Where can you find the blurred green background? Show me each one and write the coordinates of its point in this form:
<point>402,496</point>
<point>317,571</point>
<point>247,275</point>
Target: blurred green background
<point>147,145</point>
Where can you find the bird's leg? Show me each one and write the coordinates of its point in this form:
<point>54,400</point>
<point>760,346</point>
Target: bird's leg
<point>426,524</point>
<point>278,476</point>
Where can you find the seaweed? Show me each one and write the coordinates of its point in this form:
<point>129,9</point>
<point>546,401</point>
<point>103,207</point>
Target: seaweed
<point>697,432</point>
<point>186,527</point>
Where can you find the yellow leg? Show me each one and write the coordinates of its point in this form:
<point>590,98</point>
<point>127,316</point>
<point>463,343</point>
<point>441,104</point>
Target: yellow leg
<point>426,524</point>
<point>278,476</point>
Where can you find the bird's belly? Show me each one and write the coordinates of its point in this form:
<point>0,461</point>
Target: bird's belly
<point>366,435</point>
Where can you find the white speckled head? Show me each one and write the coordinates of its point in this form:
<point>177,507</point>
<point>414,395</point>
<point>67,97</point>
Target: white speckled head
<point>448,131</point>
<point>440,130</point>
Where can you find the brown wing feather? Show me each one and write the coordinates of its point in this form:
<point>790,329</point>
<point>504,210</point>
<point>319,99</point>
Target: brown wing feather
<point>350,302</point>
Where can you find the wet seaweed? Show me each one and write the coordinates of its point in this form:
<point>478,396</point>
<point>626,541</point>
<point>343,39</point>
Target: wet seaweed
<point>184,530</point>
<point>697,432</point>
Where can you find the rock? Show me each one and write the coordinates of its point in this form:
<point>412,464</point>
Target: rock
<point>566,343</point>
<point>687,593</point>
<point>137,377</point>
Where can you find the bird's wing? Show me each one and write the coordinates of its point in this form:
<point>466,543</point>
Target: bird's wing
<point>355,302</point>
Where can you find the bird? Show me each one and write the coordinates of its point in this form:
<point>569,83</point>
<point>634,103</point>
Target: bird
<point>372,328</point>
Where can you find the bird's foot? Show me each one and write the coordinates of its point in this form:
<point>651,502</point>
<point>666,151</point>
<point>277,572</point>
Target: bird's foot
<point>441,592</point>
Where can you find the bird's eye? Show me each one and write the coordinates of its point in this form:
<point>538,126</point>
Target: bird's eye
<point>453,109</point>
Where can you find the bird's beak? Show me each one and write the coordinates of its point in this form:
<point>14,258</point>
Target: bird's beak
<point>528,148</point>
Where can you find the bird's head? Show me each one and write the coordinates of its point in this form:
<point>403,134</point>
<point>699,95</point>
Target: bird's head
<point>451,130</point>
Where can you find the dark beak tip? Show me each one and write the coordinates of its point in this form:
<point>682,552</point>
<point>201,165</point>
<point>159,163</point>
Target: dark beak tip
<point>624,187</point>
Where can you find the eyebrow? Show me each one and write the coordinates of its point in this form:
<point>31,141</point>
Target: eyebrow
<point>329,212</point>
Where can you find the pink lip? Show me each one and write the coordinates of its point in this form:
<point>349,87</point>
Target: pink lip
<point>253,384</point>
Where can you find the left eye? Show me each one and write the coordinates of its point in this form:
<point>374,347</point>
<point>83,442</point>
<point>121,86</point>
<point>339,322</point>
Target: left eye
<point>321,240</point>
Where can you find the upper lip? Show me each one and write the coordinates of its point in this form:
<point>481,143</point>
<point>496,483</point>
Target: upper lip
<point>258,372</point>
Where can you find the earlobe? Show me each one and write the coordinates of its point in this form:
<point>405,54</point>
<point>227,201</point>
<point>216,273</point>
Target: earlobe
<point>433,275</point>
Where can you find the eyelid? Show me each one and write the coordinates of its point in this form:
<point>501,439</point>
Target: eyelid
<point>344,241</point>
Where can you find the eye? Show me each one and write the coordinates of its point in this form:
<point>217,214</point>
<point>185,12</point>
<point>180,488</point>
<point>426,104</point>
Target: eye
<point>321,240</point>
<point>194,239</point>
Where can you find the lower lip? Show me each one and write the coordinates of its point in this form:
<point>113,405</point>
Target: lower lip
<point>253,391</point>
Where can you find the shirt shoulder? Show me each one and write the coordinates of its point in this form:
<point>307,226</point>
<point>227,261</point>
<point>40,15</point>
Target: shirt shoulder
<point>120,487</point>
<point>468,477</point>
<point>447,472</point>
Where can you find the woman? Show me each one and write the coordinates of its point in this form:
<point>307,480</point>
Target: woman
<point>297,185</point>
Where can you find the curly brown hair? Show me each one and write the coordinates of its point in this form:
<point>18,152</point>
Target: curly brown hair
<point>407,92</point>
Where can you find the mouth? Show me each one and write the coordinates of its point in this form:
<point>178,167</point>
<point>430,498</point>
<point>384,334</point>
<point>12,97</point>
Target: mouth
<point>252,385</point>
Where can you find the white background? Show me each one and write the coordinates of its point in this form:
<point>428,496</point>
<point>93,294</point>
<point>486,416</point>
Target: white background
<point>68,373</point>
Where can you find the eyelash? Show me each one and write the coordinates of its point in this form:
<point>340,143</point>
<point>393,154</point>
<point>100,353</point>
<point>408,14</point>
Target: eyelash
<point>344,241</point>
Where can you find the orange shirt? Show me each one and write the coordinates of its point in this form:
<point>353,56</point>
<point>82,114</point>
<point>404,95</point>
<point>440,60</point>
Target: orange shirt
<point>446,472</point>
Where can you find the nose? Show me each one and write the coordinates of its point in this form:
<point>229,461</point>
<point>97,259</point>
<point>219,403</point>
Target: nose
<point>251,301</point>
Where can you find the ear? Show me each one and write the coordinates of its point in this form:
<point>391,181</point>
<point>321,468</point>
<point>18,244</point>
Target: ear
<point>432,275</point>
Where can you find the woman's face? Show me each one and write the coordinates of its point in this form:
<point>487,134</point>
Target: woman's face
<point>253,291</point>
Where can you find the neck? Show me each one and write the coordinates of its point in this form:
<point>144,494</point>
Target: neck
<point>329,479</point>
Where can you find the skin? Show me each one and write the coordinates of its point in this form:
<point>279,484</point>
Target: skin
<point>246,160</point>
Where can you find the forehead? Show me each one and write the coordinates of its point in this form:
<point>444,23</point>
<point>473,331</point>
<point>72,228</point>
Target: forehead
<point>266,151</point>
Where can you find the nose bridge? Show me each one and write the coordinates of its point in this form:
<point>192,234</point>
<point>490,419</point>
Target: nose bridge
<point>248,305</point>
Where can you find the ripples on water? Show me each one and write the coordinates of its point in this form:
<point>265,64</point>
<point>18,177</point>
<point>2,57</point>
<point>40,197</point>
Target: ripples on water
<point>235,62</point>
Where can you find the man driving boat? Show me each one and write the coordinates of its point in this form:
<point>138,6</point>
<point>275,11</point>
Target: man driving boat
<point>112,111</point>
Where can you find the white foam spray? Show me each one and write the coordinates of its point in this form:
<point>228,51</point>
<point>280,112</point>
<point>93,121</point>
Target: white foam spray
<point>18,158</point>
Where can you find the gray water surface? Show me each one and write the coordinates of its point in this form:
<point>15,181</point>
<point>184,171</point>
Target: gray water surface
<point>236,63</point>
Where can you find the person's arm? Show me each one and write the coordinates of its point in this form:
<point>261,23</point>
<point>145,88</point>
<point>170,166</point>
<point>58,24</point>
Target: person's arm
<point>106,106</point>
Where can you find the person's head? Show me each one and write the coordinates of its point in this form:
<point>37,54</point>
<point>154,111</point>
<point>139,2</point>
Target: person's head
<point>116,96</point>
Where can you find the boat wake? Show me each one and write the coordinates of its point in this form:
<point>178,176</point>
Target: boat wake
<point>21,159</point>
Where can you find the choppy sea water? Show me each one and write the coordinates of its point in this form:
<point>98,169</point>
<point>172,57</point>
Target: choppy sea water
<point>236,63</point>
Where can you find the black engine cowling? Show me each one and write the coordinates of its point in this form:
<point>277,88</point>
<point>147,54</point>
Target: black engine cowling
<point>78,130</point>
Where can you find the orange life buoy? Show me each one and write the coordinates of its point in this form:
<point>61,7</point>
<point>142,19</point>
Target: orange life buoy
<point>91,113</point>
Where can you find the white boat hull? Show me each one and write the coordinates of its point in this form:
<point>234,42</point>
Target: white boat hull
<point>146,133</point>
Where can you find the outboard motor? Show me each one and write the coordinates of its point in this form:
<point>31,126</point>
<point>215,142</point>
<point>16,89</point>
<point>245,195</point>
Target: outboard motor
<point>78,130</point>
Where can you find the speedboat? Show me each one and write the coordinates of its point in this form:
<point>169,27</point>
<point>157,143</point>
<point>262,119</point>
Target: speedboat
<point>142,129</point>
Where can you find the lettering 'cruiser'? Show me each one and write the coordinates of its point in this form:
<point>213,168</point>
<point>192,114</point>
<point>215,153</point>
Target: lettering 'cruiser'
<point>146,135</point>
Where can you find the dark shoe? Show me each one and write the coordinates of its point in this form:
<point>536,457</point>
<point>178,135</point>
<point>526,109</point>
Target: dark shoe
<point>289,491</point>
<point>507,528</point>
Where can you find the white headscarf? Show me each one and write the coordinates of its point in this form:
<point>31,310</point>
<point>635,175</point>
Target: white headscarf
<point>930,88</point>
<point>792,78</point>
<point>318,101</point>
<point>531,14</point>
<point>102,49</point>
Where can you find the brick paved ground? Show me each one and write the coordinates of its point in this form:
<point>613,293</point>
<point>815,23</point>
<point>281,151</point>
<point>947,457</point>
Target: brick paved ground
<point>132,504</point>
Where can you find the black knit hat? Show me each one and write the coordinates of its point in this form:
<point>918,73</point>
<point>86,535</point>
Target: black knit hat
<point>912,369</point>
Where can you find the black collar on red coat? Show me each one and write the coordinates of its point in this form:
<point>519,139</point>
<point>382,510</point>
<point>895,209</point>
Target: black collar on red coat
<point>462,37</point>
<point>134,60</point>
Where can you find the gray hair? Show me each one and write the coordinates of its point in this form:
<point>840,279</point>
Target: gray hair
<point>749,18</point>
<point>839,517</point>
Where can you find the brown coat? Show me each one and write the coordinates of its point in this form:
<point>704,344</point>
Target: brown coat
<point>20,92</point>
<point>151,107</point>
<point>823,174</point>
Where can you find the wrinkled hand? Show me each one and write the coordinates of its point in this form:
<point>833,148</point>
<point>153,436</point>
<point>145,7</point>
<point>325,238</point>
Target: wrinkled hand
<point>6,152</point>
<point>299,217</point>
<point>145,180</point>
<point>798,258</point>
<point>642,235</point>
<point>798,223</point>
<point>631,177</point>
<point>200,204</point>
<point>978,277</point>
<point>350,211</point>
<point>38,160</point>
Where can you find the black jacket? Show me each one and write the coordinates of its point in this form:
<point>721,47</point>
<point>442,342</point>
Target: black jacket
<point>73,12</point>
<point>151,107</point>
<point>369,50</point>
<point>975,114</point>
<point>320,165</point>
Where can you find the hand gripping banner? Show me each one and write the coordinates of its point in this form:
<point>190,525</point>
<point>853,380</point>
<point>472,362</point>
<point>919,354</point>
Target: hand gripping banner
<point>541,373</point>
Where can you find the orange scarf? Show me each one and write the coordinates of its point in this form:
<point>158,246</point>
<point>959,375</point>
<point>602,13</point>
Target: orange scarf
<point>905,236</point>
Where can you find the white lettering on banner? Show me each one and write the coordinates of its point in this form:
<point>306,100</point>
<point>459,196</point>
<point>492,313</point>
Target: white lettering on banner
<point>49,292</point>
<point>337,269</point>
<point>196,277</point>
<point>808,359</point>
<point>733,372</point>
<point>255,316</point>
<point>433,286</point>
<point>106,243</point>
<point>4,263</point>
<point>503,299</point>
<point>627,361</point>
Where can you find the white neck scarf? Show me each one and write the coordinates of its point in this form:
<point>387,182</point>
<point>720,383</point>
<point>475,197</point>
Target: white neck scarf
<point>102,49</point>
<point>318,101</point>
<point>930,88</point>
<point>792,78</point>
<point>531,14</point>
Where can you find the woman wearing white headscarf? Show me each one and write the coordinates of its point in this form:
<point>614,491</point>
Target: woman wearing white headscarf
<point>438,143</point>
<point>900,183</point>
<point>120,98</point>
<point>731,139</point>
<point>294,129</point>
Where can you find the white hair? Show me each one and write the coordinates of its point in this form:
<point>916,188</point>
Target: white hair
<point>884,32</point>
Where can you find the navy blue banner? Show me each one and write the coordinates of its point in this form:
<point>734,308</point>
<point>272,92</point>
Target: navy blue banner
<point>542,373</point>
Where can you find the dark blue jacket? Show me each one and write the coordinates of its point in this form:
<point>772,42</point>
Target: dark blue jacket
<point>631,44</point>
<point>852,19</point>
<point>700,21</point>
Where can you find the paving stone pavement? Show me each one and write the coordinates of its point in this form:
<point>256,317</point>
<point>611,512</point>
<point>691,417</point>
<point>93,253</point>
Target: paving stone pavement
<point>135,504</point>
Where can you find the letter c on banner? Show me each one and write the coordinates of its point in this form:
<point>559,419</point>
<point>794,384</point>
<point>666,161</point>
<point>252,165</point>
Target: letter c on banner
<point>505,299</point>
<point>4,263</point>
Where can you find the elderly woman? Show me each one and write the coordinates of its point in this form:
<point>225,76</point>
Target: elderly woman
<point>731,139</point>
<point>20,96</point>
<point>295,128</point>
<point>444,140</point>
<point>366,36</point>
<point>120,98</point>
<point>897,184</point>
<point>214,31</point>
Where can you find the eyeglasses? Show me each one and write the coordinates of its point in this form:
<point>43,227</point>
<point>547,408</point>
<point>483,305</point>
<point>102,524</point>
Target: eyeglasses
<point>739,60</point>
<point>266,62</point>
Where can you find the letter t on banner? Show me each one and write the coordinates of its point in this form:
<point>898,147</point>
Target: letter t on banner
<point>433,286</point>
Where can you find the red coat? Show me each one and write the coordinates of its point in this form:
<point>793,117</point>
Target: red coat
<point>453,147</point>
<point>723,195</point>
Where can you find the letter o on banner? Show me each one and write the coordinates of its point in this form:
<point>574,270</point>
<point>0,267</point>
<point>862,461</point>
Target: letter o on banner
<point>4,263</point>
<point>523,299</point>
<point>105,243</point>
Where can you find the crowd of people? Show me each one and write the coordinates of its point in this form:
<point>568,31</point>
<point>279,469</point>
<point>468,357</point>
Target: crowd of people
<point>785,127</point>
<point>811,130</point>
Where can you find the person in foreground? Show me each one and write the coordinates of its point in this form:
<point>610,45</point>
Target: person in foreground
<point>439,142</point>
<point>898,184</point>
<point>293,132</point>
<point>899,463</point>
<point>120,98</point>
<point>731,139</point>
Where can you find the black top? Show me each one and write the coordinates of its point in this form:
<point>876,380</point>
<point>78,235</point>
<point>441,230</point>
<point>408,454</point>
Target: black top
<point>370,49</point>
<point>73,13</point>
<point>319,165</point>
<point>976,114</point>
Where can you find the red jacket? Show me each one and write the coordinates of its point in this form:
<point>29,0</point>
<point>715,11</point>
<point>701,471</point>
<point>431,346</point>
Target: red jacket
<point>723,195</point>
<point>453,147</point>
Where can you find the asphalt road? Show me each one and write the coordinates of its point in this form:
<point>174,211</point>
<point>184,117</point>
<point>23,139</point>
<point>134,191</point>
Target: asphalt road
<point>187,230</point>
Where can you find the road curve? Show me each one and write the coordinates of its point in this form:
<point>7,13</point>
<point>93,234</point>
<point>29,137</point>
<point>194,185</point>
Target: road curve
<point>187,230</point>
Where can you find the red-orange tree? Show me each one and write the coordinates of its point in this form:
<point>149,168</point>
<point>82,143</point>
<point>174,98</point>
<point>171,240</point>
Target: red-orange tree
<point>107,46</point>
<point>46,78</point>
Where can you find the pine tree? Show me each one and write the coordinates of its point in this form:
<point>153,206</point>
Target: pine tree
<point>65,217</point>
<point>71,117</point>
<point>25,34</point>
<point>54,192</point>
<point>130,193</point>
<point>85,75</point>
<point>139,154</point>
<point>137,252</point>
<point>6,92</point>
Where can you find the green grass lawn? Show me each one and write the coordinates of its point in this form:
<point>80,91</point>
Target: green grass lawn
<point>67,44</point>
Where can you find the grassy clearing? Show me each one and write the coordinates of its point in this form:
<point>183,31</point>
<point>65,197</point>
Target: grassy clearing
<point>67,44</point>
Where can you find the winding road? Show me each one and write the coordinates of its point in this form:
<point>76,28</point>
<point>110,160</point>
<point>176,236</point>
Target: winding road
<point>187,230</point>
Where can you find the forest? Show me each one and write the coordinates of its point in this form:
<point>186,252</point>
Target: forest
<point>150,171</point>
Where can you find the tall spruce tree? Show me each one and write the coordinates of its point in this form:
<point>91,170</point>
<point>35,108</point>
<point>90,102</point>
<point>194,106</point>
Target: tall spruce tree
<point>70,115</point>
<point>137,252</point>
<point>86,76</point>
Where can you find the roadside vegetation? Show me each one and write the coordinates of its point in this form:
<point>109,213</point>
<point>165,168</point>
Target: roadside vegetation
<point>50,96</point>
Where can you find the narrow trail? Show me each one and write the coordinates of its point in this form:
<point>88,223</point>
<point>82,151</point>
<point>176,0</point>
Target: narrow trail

##########

What the task asks:
Give again only the lines of the material above that run from the one with "Where can you find the winding" through the end, both included, exactly as they appear.

Finished answer:
Where can you find the winding road? Show me each one and write the coordinates of its point in this form:
<point>76,28</point>
<point>110,160</point>
<point>176,236</point>
Target: winding road
<point>187,230</point>
Where can you find the forest? Show me each one and write the coordinates of its point in this form:
<point>186,252</point>
Target: forest
<point>150,171</point>
Where can you find the tall spruce tree? Show me each one and write the coordinates of its point in this form:
<point>91,170</point>
<point>35,108</point>
<point>90,102</point>
<point>194,106</point>
Target: tall spruce tree
<point>70,115</point>
<point>137,252</point>
<point>86,76</point>
Where can you find the roadside vegetation? Show me each one and write the coordinates of its point in this form:
<point>109,213</point>
<point>165,168</point>
Target: roadside vegetation
<point>50,96</point>
Where can you find the narrow trail? Show me each one and write the coordinates of its point in this form:
<point>88,223</point>
<point>82,151</point>
<point>176,0</point>
Target: narrow trail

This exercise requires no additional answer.